### INPUT DATA
+ + +
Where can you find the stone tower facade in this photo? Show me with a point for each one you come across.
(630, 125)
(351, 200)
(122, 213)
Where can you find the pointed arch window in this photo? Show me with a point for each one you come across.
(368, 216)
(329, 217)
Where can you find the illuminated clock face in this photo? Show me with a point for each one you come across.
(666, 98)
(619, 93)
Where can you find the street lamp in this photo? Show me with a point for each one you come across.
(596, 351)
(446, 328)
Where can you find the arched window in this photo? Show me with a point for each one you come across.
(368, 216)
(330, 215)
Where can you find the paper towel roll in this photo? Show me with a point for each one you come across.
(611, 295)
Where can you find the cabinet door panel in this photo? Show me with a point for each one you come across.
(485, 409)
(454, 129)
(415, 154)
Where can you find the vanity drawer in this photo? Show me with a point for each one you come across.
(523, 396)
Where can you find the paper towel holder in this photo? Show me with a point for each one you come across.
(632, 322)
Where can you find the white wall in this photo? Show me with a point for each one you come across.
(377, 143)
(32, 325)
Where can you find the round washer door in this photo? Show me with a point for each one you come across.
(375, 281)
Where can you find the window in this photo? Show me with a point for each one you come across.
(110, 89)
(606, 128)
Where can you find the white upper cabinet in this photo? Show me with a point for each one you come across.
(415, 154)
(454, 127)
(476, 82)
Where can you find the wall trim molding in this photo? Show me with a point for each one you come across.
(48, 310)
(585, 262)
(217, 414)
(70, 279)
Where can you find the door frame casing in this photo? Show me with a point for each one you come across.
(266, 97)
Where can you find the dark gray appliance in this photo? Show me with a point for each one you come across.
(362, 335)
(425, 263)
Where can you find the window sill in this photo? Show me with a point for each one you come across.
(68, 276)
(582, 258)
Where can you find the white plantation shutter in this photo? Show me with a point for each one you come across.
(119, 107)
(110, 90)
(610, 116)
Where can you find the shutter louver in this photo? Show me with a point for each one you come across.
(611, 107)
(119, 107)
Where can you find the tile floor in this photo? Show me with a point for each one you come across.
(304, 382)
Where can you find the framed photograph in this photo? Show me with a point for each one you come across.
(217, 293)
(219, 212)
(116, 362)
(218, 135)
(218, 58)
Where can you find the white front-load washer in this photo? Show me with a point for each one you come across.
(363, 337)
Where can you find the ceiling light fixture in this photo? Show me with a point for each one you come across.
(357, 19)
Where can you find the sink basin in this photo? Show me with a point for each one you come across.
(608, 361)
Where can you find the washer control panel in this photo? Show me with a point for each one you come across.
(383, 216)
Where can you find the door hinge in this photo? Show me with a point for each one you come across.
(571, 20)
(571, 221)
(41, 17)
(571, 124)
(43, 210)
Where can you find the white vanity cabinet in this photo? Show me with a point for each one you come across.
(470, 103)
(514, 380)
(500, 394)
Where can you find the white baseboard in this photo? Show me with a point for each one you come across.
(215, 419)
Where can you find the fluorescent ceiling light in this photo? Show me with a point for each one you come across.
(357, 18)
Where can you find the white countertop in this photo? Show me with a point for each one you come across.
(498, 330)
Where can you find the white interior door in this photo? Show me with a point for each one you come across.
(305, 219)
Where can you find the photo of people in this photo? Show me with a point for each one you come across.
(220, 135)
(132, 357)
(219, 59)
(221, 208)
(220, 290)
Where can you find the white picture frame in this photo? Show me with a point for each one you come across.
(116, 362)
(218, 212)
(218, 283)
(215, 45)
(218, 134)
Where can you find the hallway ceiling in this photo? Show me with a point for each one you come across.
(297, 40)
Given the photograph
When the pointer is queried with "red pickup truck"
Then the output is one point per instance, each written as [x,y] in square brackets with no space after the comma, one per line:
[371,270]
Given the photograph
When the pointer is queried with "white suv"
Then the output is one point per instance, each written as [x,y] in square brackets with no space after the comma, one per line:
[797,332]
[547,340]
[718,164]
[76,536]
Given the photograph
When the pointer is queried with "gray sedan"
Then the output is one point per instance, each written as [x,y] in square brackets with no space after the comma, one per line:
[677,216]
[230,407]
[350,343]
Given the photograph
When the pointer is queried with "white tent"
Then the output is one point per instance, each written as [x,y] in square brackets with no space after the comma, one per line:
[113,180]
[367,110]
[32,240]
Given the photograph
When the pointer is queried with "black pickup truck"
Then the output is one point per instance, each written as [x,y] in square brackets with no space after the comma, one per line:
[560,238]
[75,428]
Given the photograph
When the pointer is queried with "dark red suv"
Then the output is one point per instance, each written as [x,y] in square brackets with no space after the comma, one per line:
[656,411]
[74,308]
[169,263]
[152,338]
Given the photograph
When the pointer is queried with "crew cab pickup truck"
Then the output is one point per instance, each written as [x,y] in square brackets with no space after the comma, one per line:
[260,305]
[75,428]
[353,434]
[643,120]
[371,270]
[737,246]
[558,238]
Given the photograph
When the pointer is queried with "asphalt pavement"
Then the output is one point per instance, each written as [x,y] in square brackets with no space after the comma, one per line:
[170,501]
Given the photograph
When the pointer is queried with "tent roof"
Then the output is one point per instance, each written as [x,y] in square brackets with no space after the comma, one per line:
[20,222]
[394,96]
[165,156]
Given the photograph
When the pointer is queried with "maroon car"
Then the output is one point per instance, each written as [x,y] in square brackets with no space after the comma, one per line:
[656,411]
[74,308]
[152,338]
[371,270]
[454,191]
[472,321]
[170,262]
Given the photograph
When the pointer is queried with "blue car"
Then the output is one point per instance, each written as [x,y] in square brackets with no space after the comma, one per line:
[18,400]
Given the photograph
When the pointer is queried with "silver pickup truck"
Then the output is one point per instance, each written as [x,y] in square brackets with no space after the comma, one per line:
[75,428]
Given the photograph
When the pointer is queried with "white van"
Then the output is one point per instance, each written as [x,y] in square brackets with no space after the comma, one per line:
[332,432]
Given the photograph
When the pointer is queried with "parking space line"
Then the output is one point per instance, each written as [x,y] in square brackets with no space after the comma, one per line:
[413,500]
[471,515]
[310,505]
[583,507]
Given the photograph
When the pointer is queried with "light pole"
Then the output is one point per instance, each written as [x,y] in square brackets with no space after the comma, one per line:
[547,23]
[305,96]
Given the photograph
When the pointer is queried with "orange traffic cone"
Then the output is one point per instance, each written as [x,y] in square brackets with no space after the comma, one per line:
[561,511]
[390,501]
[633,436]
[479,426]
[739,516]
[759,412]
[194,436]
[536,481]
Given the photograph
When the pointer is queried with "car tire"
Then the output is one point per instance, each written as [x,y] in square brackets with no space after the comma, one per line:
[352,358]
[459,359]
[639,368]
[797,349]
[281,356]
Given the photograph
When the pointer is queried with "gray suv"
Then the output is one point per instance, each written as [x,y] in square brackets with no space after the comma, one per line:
+ + +
### TASK PROMPT
This exercise requires the lines of the entries containing the string "pickup".

### RESPONSE TO THIS TASK
When the pointer is queried with "red pickup truck"
When the pointer is queried with "black pickup truck"
When the pointer is queried with "crew cab pickup truck"
When the pointer is queried with "silver pickup truck"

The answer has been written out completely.